Versions
- The coat of arms of the president of the Philippines as defined by Executive Order No. 310 of 2004
- Armiger: President of the Philippines
- Adopted: 1947 (current definition from 2004)
- Shield: A circular blue shield with an eight-rayed golden-yellow Philippine sun at the center. Overlapping the Philippine sun is a red equilateral triangle. Inside and at the center of the equilateral triangle is the traditional golden-yellow sea lion (Ultramar) of the Coat-of-Arms granted to the City of Manila in 1596, on guard with a sword on its right paw, at hilt. Inside and at the corner of each of the three (3) angles of the equilateral triangle, a five-pointed golden-yellow star to represent Luzon, Visayas, and Mindanao, respectively.
- Other elements: The whole are encircled at the outer edge of the blue shield by five-pointed golden-yellow stars, with one point of each star pointing outward on the imaginary radiating center lines, the number of stars conforming to the number of provinces of the Republic of the Philippines at any given time. (Currently 82)
- Use: On documents from the president to members of government, and as a symbol on presidential vehicles, podiums, and other places

= Seal of the president of the Philippines =

The seal of the president of the Philippines (sagisag ng pangulo ng Pilipinas) is a symbol used to represent the history and dignity of the president of the Philippines. Its original form was designed by Captain Galo B. Ocampo, secretary of the Philippine Heraldry Committee, and patterned after the seal of the president of the United States. It was first used by President Manuel Roxas in 1947.

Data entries

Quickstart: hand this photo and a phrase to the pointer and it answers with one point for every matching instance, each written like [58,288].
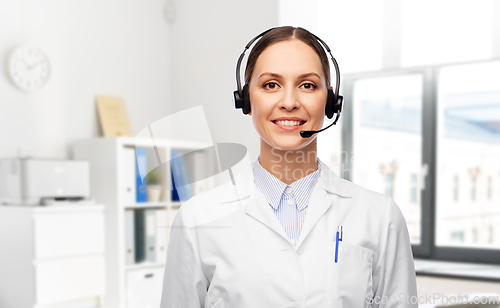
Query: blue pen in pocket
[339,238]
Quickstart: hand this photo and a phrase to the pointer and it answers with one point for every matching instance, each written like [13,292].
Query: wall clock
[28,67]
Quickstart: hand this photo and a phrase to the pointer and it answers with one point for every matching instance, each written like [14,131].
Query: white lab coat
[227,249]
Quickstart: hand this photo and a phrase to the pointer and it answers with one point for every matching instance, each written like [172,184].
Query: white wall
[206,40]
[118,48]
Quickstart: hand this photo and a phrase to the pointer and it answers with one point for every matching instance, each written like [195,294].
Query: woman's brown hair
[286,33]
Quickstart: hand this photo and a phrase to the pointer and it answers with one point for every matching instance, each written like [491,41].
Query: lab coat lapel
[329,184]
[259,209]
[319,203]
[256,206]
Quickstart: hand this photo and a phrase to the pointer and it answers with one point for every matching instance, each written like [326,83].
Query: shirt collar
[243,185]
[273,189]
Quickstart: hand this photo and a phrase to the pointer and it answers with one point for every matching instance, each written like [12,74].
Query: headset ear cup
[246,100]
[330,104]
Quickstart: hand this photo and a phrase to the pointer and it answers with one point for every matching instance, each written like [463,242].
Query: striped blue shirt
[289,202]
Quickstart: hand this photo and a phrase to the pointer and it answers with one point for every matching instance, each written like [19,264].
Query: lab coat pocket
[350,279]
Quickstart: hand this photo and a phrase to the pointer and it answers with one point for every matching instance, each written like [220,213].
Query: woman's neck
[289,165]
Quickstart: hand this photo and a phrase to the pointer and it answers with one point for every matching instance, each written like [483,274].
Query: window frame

### Your objective:
In the text on the presidential seal, please copy the passage from "- Shield: A" up to and including "and Mindanao, respectively.", substituting "winged lion" for "sea lion".

### The answer:
- Shield: A circular blue shield with an eight-rayed golden-yellow Philippine sun at the center. Overlapping the Philippine sun is a red equilateral triangle. Inside and at the center of the equilateral triangle is the traditional golden-yellow winged lion (Ultramar) of the Coat-of-Arms granted to the City of Manila in 1596, on guard with a sword on its right paw, at hilt. Inside and at the corner of each of the three (3) angles of the equilateral triangle, a five-pointed golden-yellow star to represent Luzon, Visayas, and Mindanao, respectively.